Problems to solve →
(1) In the passage on grace and karma, what would karma dictate?
(2) List every action Jesus tells his listeners to take in the quoted verse in the passage on grace and karma.
(3) From the passage on grace and karma, return the words from "You do not have" up to and including "the right thing." without any change.

*** Document text Section Begins ***

From the article The Distance Between Grace and Karma with regard to the teachings of Jesus: 

In calling His followers to a new approach that extended beyond the rule-keeping of the Law, He later said, “You have heard that it was said, ‘You shall love your neighbor and hate your enemy.’ But I say to you, love your enemies, bless those who curse you, do good to those who hate you, and pray for those who spitefully use you and persecute you” (5:43–44 NKJV). In other words, Jesus was saying, “You don’t have to respond to evil with more evil. Instead you can respond with good.” Karma would dictate that we should always reward evil with evil, and only reward good with good. But the law of grace demands a new approach, one that directly opposes karma.

You do not have to be a Christian to agree that a spiritual man who we now call Jesus was on this earth about 2000 years ago. This man preached kinder ways. This man was content living as an example of not being attached to an outcome and consistently doing the right thing. 

This man did not put forth extra effort where it would not be understood (he did not mingle with the rich and powerful). He took time for himself to fill his own cup when it was needed. And most importantly, He ultimately showed us that it is possible to not suffer through accepting whatever life threw at him with Grace. He did this on the cross. It was his ultimate sacrifice.

*** Document text Section Ends ***
*** Supplied data Section Begins ***

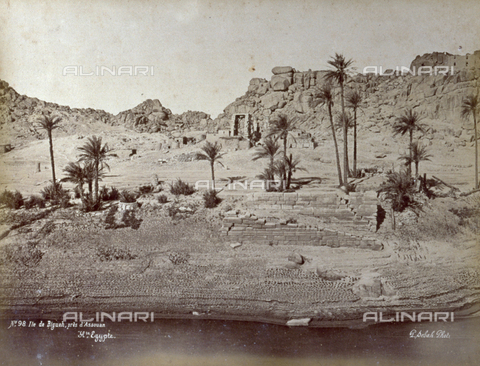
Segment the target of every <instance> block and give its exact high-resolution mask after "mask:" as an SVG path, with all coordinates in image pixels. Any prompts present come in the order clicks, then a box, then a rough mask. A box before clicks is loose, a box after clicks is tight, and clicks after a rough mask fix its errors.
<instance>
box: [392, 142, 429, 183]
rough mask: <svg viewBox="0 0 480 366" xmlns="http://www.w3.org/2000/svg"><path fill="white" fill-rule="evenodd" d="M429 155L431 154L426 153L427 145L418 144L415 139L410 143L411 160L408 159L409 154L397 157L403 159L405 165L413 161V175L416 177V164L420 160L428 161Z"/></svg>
mask: <svg viewBox="0 0 480 366" xmlns="http://www.w3.org/2000/svg"><path fill="white" fill-rule="evenodd" d="M431 157H432V155H431V154H429V153H428V149H427V147H426V146H425V145H422V144H420V142H419V141H415V142H414V143H413V145H412V160H410V155H402V156H400V157H399V158H398V159H399V160H405V165H406V166H407V167H408V166H409V165H411V164H412V163H414V164H415V177H418V165H419V164H420V162H421V161H430V158H431Z"/></svg>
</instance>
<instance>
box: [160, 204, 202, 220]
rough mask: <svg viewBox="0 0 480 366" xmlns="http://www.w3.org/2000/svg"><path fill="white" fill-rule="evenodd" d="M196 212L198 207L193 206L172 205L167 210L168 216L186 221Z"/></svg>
mask: <svg viewBox="0 0 480 366" xmlns="http://www.w3.org/2000/svg"><path fill="white" fill-rule="evenodd" d="M195 210H196V207H195V206H192V205H190V206H186V207H184V206H181V207H180V206H177V205H172V206H169V207H168V208H167V212H168V216H170V217H171V218H172V219H184V218H186V217H188V216H189V215H192V214H194V213H195Z"/></svg>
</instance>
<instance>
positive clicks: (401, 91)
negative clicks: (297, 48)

*** Supplied data Section Ends ***

Results in order →
(1) Karma would dictate that we should always reward evil with evil, and only reward good with good.

(2)
- Love your enemies
- Bless those who curse you
- Do good to those who hate you
- Pray for those who spitefully use you and persecute you

(3)
You do not have to be a Christian to agree that a spiritual man who we now call Jesus was on this earth about 2000 years ago. This man preached kinder ways. This man was content living as an example of not being attached to an outcome and consistently doing the right thing.